# About this task
Each line below that carries the string "blonde" must appear in the answer.

[Start of Attachment]

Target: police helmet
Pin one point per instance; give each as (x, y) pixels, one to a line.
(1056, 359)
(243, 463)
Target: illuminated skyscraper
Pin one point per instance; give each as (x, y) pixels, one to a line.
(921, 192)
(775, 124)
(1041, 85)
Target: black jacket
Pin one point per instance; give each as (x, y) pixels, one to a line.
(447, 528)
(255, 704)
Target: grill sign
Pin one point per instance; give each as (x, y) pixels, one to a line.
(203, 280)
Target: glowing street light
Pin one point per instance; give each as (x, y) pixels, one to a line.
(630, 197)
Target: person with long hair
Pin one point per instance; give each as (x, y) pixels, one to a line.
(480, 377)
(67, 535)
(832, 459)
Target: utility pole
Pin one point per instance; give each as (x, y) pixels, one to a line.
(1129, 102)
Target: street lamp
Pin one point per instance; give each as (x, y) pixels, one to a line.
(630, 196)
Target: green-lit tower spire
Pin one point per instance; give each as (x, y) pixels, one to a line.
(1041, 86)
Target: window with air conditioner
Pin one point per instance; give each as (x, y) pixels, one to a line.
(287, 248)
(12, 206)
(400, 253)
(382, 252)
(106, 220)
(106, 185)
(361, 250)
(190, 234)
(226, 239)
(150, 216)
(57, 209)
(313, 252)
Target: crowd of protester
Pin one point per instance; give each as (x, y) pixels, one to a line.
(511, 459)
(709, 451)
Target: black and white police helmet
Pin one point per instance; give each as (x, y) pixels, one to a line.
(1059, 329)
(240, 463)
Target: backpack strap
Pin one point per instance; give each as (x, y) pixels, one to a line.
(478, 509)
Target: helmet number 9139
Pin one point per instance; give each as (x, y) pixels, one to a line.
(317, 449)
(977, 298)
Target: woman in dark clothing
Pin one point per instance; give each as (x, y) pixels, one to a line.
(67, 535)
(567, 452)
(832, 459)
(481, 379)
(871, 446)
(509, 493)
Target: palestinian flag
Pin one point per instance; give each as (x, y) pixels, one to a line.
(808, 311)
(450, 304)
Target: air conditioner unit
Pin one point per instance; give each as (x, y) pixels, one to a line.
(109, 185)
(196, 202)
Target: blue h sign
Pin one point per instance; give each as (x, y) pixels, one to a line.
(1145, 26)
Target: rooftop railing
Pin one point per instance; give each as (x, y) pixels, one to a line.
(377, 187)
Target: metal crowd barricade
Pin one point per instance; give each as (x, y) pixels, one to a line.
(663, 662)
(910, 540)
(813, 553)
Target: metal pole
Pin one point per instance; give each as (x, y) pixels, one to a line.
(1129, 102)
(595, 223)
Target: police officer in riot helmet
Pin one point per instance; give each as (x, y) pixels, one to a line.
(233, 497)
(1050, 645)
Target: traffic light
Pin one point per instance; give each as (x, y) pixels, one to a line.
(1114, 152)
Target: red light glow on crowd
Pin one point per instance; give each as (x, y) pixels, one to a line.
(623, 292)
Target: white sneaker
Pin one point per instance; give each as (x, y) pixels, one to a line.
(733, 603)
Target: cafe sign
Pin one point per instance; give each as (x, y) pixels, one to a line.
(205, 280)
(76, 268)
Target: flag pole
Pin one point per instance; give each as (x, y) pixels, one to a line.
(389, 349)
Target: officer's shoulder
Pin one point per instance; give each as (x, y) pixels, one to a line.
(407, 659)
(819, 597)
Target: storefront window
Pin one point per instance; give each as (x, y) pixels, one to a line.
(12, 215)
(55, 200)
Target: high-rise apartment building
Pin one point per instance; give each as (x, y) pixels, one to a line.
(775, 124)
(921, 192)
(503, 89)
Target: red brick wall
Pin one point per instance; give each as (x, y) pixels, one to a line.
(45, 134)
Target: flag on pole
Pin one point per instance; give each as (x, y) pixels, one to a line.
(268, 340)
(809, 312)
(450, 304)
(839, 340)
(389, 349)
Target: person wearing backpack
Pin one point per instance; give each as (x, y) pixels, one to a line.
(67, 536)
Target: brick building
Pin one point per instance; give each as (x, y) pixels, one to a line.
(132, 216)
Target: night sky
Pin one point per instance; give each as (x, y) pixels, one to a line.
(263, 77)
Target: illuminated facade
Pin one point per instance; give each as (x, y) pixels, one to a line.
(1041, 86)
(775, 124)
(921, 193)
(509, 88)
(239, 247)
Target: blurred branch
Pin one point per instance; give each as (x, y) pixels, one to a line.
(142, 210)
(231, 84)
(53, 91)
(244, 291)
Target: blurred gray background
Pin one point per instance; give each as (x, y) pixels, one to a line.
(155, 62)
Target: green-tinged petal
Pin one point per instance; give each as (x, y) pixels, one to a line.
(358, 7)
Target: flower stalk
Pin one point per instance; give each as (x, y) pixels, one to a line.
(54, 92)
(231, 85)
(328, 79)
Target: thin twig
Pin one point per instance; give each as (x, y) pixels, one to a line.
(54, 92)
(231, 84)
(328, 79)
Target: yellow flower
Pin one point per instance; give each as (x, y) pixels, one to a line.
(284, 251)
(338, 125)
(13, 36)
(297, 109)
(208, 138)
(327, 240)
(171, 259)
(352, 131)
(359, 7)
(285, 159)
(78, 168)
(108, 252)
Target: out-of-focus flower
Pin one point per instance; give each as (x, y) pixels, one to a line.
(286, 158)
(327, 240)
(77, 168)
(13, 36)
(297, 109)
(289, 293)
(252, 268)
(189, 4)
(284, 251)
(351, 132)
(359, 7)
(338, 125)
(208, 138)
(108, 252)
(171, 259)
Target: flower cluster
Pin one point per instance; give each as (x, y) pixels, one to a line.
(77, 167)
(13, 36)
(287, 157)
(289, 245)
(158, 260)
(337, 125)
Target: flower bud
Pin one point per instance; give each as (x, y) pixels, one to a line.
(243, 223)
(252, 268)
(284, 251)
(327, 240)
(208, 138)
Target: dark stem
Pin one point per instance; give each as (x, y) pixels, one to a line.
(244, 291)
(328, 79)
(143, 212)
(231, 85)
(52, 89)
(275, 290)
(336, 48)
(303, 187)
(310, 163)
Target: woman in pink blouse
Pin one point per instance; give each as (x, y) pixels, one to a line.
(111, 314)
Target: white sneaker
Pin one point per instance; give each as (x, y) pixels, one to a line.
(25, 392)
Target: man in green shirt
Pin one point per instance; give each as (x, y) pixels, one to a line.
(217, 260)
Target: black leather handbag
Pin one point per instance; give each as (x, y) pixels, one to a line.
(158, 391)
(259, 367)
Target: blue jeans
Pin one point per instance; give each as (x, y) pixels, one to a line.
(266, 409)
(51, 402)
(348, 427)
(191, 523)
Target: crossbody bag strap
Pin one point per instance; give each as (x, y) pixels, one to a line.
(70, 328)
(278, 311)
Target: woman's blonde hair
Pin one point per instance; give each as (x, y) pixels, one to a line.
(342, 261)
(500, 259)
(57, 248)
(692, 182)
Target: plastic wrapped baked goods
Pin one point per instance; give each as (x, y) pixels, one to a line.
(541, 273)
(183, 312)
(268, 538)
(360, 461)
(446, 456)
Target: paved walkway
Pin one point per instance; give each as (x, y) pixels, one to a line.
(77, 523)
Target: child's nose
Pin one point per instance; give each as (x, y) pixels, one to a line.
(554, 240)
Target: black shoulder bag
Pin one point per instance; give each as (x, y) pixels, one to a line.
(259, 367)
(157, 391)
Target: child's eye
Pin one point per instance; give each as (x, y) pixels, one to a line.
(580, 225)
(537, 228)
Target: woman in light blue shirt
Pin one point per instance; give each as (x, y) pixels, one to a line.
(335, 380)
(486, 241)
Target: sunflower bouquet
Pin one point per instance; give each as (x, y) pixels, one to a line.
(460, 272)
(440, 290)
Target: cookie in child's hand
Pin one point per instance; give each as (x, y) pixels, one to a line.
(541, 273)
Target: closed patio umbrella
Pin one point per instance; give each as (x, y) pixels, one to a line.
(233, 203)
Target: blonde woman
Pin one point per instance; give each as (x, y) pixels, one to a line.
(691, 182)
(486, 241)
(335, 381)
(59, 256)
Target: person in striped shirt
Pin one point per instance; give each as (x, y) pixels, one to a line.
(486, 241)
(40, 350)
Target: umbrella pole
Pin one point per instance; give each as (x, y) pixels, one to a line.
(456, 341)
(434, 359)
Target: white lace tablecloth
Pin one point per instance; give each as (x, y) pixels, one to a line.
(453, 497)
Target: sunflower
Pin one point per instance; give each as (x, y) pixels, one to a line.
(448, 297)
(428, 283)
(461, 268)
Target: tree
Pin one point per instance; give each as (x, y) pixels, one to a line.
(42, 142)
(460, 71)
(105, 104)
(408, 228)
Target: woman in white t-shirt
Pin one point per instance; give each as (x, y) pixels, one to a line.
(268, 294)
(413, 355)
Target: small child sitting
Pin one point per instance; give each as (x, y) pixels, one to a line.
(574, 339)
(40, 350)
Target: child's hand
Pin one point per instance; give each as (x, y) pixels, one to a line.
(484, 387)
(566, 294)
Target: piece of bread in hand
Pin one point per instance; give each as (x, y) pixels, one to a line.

[End of Attachment]

# Exercise answer
Target: woman's blonde hair
Target: blonde woman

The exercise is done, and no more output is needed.